EXTRAIT DU TEXTE:
* * *
Les jeunes, Marie et l’Eglise


écho du rassemblement du 15 août 1988 à Lourdes, pour la clôture de l’année mariale

André CABES,
prêtre, responsable du S.D.V. de TARBES & LOURDES
et du Service-Jeunes des Sanctuaire de Lourdes

10-15 août 1988 : des milliers de jeunes à Lourdes pour une grande fête mariale. Comme toujours, en pareils rassemblements qui se multiplient depuis le congrès eucharistique de 1981, les responsables se demandent quelle expérience a été vécue en profondeur, quel appel a été entendu, au-delà d’un moment merveilleux qui a duré le temps d’un beau feu d’artifice.
La visée - et je crois, la réussite - des fêtes de clôture de l’année mariale à Lourdes, ont été de permettre l’accueil d’une grâce typiquement mariale : LE RASSEMBLEMENT DES ENFANTS AUTOUR DE LA MERE, celle-ci leur indiquant LA SOURCE DE VIE. Savoir qu’on fait partie d’une famille, qu’on est aimé, voulu et porté par des frères, et par une histoire qui a un sens : c’est le don qui est fait au pèlerin de Lourdes, le bonheur déjà promis à Bernadette, le bonheur de voir l’autre monde qui vient visiter ce monde à travers nos regards, notre cœur et nos mains.

Un lieu pour exister

Venus de Guyane, du Canada, des divers pays d’Europe et de toutes les régions de France, des milliers de jeunes ont pu mettre leurs pas dans les pas de Bernadette et découvrir une route nouvelle. Comme la jeune voyante de 1858, chacune, chacun, déjà, était en chemin, mais bien souvent plutôt en errance, "comme des brebis sans berger". Et puis, voilà qu’ils découvrent, au fond de leur impasse, une petite sœur gui leur fait signe. Les quelques jours de Lourdes étaient placés sous le signe des apparitions : "N’aie pas peur... Tu as trouvé grâce... Tu es aimé". A travers les difficultés gui restent réelles dans le pèlerinage, même si au camp des jeunes les conditions de nourriture et de vie sont loin d’être toujours satisfaisantes, tu es attendu, tu es accueilli.
* * *
DONNÉES RECUEILLIES:

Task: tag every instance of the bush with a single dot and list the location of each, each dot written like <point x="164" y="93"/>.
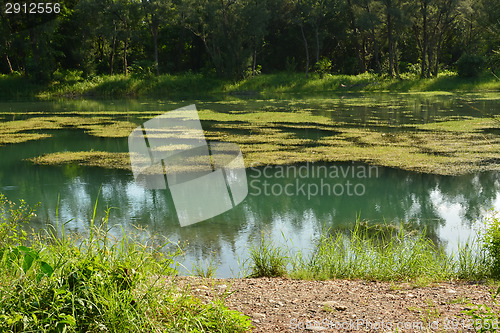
* * *
CONSIGNES:
A - Répondez aux questions suivantes d'après le texte sur le rassemblement de Lourdes ci-dessus :
(i) Depuis quel événement les rassemblements de ce genre se multiplient-ils ?
(ii) D'où venaient les jeunes présents à Lourdes ?
(iii) Sous quel signe les quelques jours de Lourdes étaient-ils placés ?
B - Prolongez le texte sur le rassemblement de Lourdes à partir de sa dernière phrase.

RÉPONSES PAR CONSIGNE:
A -
(i) Depuis le congrès eucharistique de 1981.
(ii) De Guyane, du Canada, des divers pays d'Europe et de toutes les régions de France.
(iii) Sous le signe des apparitions.

B -
Trouver une ESPERANCE dans le noir : premier but de l’existence. Redonner l’espérance : première mission de l’Eglise. Pour cela, une parole pouvait être entendue et échangée :

"Dans un monde d’indifférence, quels signes de la présence de Dieu ?" -
"C’est possible d’être chrétien dans mon lycée, dans mon quartier, dans mon village, dans mon travail" -
"On peut trouver Dieu en prison, ou chez les prostituées, au fond de la souffrance." -
"Dieu nous attend aussi dans le monde passionnant des sciences et des techniques, dans la vie de couple, dans la vie de prêtre, religieux, religieuse ..." -

... A travers tous ces thèmes, et quelques autres, les disciples de Jésus apparaissent comme porteurs d’un sens qui s’offre à la vie de tous les jours.

Une famille à aimer

A travers les différents ateliers, apparaît le VISAGE MARIAL d’une EGLISE qui n’est pas une administration multinationale, mais une famille qui connaît des bons et des mauvais moments, qui propose de vivre l’expérience fraternelle des enfants d’un même Père.

Un télégramme du Frère Roger de Taizé attestait aux jeunes réunis à Lourdes la force qui unit les croyants dans la prière avec Marie. Le sacrement de Réconciliation vécu à la veille du 15 août fondait cette assurance dans le cœur de Dieu qui pardonne.

On peut dire, sans doute, que la palette bigarrée des visages chrétiens d’aujourd’hui était quasi entièrement représentée à Lourdes en ce 15 août. Et il ne s’agissait pas de juxtaposer les stands d’une exposition. Une âme commune habitait la recherche : le souffle de la Parole de Dieu, présentée à la scène dans la version de St Marc, ou présentée à l’aide de belles images peintes aujourd’hui ; l’histoire d’une famille retournée aux sources vives grâce à Vatican II, que présentait le cardinal Marty ; la joie des enfants autour de leur Mère, dont Mgr Decourtray, avec Madame Nicole Echivard, rappelait toute l’insistance aujourd’hui : l’Evangile ce n’est pas trop beau pour être vrai, Marie est la plus belle et la plus proche, la terre et la vie de tous les jours illuminés de la clarté de Dieu.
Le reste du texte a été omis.